[Saved data entries]
════

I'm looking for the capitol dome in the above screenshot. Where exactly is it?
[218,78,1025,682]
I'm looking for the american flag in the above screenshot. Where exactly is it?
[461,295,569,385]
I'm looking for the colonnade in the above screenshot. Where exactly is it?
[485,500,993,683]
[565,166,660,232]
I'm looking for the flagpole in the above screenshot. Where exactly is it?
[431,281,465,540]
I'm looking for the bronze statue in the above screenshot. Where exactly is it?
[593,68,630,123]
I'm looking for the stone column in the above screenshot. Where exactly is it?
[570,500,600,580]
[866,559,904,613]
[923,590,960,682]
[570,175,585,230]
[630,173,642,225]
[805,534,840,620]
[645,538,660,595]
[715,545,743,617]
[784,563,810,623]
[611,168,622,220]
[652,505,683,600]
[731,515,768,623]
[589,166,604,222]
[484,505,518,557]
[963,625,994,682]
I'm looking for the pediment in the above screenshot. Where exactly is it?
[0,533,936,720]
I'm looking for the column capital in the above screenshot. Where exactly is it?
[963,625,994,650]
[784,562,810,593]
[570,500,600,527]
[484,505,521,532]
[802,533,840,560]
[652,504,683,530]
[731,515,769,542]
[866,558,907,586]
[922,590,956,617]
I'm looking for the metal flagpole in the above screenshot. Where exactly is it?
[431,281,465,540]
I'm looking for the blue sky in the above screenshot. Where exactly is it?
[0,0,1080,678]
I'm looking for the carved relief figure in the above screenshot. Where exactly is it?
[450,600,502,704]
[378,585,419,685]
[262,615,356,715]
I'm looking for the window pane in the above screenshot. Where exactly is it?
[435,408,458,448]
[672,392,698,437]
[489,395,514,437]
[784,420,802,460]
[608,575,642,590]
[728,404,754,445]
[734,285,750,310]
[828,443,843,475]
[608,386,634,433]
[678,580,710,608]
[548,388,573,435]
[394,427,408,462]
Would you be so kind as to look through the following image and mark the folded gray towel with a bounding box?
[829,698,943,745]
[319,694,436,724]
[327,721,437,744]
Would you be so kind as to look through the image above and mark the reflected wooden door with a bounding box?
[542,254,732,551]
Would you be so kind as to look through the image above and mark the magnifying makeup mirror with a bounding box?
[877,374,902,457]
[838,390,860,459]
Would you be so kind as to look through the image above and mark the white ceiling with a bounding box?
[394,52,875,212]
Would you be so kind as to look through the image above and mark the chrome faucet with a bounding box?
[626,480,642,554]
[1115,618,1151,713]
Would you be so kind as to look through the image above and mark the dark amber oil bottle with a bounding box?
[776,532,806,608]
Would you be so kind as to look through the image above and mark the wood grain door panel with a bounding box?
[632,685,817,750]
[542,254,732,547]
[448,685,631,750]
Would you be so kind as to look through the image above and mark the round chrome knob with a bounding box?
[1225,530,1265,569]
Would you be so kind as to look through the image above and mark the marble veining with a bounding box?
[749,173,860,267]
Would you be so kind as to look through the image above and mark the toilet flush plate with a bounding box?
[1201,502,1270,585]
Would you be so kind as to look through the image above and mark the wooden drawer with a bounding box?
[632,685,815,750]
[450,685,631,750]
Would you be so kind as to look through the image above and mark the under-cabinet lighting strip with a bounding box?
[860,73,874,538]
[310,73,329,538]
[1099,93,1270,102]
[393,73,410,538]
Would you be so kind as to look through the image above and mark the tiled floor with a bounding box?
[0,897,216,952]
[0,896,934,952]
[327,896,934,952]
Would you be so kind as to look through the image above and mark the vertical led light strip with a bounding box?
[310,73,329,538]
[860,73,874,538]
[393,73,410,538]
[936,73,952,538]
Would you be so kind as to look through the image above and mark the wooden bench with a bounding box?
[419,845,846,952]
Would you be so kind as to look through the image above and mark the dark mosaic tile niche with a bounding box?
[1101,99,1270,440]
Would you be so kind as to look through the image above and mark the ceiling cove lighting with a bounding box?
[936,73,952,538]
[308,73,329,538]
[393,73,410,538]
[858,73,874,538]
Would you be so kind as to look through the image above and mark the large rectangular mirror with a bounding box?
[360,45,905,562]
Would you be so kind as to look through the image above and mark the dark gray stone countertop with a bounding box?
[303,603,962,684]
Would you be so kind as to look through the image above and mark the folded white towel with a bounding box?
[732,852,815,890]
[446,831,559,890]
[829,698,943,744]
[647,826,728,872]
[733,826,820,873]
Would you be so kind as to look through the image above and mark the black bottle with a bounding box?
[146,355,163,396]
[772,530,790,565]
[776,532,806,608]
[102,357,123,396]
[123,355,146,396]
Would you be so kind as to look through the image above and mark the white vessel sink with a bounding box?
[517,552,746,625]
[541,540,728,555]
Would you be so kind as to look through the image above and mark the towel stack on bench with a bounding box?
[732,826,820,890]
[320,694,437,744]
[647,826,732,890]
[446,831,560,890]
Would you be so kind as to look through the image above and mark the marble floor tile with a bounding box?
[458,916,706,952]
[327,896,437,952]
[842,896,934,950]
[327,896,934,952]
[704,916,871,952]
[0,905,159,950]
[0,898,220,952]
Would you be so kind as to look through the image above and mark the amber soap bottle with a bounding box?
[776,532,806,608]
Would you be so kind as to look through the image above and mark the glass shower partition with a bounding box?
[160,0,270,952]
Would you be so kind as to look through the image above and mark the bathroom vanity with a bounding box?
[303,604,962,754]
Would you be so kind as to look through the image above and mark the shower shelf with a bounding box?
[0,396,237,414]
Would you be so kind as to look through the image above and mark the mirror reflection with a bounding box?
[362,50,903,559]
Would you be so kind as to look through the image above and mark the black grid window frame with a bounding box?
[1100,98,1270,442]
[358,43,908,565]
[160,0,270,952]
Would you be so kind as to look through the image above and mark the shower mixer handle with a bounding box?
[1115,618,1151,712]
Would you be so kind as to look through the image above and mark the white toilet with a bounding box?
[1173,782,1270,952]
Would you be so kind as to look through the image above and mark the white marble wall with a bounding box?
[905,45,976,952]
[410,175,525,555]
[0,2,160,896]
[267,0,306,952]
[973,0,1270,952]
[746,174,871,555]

════

§ **TASK OBJECTIVE**:
Express all the lines above as a two-column CSV with the headers input and output. Give one row for each line of wording, with that wording as input and every box listed after it as output. Put each field in quotes and turn any line breaks into spaces.

§ **EXPECTED ANSWER**:
input,output
"I'm looking for the capitol dome in the above screenshot. Where exactly is it?","[218,78,1025,682]"
"I'm looking for the american flag in the above screenshot. Where exactly is it?","[461,295,569,385]"
"I'm looking for the colonnade in the above screenshot. Where exactly is it?","[485,500,993,683] [565,166,660,232]"
"I'm looking for the flagpole in the above screenshot. Where exactly is it?","[431,281,465,540]"
"I'm looking for the bronze statue in the above screenshot. Where exactly is it?","[593,68,630,123]"
"I'm looking for the stone column in the above screenshot. Where exactly is it?","[570,500,600,580] [866,559,904,613] [923,590,960,682] [570,175,585,230] [630,173,642,225] [805,534,840,620] [645,538,660,595] [715,545,743,617] [784,563,810,623] [611,168,622,220] [652,505,683,600] [731,515,768,623] [589,166,604,222] [484,505,518,557] [963,625,994,682]"
"I'm looking for the pediment in the above screenshot. Where exactly is it?","[0,533,936,720]"
"I'm looking for the column capital in the above screenshot. Where exactly is it?","[963,625,994,650] [784,562,810,593] [570,500,600,527] [484,505,521,532] [802,533,840,560] [652,504,683,530] [731,515,769,542] [866,558,907,586] [922,590,956,617]"
"I'm looking for the metal flagpole in the above screenshot. Where exactly is it?","[431,281,465,540]"
"I'm looking for the blue sky in the above screenshot. Where exactly is it?","[0,0,1080,678]"
"I'm looking for the carved relief figure in the above screenshot. Where exactly is it?","[450,600,502,704] [378,585,419,685] [262,615,356,715]"
"I'm looking for the window pane in the above screenshot. Where exactly is it?","[435,408,458,448] [672,392,698,437] [489,395,514,437] [784,420,802,460] [608,575,642,590] [728,404,754,445] [734,285,750,310] [828,443,843,475] [608,386,634,433] [678,580,710,608] [548,388,573,435] [394,427,408,462]"
"Would you be so kind as to look through the following image and mark the folded gray towel with a bounding box?","[829,698,943,745] [319,694,436,724] [327,721,437,744]"
"Would you be so kind as to look through the image above and mark the reflected wooden door with a bounding box?","[542,254,732,551]"
"Would you be so kind as to look through the image above and mark the magnifying makeup mirror with a bounding box?","[877,374,902,457] [838,390,860,459]"
"Would you be so kind as to look through the image above and mark the white ceiling with a bounding box?","[394,52,875,212]"
"Would you be so kind as to look through the image above and mark the chrome faucet with a bounding box?","[626,480,642,554] [1115,618,1151,713]"
"Would you be so kind as to look through the image above and mark the dark amber oil bottle with a bounding box?","[776,532,806,608]"
"Would you be so kind as to look through the image above and mark the wood grain door panel with a bounding box?","[632,685,817,750] [542,254,732,547] [448,685,631,750]"
"Would you be so kind as to look through the image above and mark the round chrome knob with a bounding box?","[1225,530,1265,569]"
"Would you be so kind as to look through the image above and mark the marble veining with a bounding box?","[749,173,860,267]"
"Would you be so kind as to look through the image above and mark the toilet flush plate with a bounding box?","[1201,502,1270,585]"
"Would you be so kind as to look through the image above and mark the wooden drawer with a bounding box?","[632,685,815,750] [450,685,631,750]"
"Would you be so kind as to look through the image above and mark the under-cabinet lighting strip with a bounding box?","[860,73,874,538] [310,73,329,538] [1099,93,1270,102] [393,73,410,538]"
"Would you be so kind as to look through the image above and mark the tiled floor with a bounding box?","[0,897,216,952] [0,896,934,952] [327,896,934,952]"
"Would you be so kind as to look through the image above and mark the vertical led light strip with a bounding box?","[310,73,329,538] [860,73,874,538] [393,73,410,538] [936,73,952,538]"
"Would you be so kind as to look through the image above and mark the wooden bench with a bounding box?","[419,845,846,952]"
"Would you be so kind as to look through the image above and mark the dark mosaic tile niche with a bounding box?","[1101,99,1270,440]"
"Would you be so kind as to look through the image above and mark the ceiling cove lighting with a bounding box?","[936,73,952,538] [308,73,329,538] [393,73,410,538] [858,73,874,538]"
"Would you be so kind as to look through the image above and mark the large rectangular mirror with a bounding box?","[360,45,905,562]"
"Would you be so kind as to look through the image above and mark the dark gray stone countertop with a bounding box?","[303,603,962,684]"
"Would you be so kind as to look through the image above and mark the folded white towel with a bounding box?","[732,852,815,890] [446,831,559,890] [829,698,943,744] [647,826,728,872] [733,826,820,873]"
"Would you be so kind as to look through the image above and mark the black bottle with a bounding box?","[146,355,163,396] [772,530,790,565] [776,532,806,608] [102,357,123,396] [123,355,146,396]"
"Would you be so kind as to look through the image above and mark the white vessel sink with a bounding box?","[517,552,746,625] [541,540,728,555]"
"Would you be so kind as to look through the image above and mark the towel stack on bench with a bounding box?","[732,826,820,890] [320,694,437,744] [647,826,732,890] [446,831,560,890]"
"Would you be so kind as to look through the image above and mark the marble floor tile with a bounding box?","[458,916,706,952] [327,896,437,952] [842,896,934,950] [327,896,934,952] [704,916,871,952] [0,905,159,950] [0,898,220,952]"
"Would you be so kind as to look through the image above and mark the amber soap bottle with a bounding box?","[776,532,806,608]"
"Would you be so kind as to look through the image above and mark the glass shower partition with a bounding box?","[160,0,270,952]"
"Would you be so kind as to look through the image above and mark the bathroom vanity with a bounding box?","[303,604,962,754]"
"Would you be so kind as to look through the image above and mark the shower shelf with a bounding box?","[0,396,237,414]"
"Would you be so kind as to look through the image above and mark the mirror reflection with a bounding box?","[362,50,903,559]"
"Would you be so kind as to look through the image above and mark the black grid window frame with a bounding box?","[1100,98,1270,442] [358,43,908,565] [160,0,270,952]"
"Would you be so kind as to look through the image above and mark the shower mixer handle with a bounding box?","[1115,618,1151,712]"
"Would you be so kind as to look through the image above and mark the white toilet with a bounding box?","[1173,782,1270,952]"
"Would you be so kind as to look through the image above and mark the white marble wall with a bounding box?","[905,45,976,952] [410,175,525,555] [0,2,160,896] [267,0,306,952] [973,0,1270,952] [746,174,871,555]"